((

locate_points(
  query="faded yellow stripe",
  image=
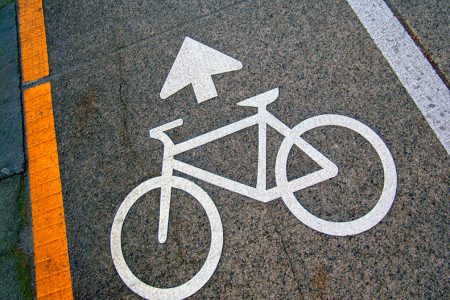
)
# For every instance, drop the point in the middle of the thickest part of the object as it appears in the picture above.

))
((

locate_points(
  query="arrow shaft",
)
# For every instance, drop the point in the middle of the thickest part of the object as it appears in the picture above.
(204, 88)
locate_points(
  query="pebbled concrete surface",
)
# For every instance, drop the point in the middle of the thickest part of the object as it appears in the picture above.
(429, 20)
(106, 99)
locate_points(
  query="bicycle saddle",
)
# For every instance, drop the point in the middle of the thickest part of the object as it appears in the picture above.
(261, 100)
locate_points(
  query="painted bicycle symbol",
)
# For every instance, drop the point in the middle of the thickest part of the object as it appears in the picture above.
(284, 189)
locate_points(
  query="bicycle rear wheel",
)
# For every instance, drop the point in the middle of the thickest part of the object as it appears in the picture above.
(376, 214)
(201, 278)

))
((

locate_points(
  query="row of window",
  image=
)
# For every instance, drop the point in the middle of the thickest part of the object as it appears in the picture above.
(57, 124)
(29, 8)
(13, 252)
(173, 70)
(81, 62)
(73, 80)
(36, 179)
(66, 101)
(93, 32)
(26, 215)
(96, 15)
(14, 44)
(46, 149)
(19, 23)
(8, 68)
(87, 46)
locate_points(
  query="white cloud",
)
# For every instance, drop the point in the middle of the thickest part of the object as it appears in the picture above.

))

- [任务要求] 统计上方材料中含有字符串“bicycle”的行数，只给出数字。

- [结果如下] 3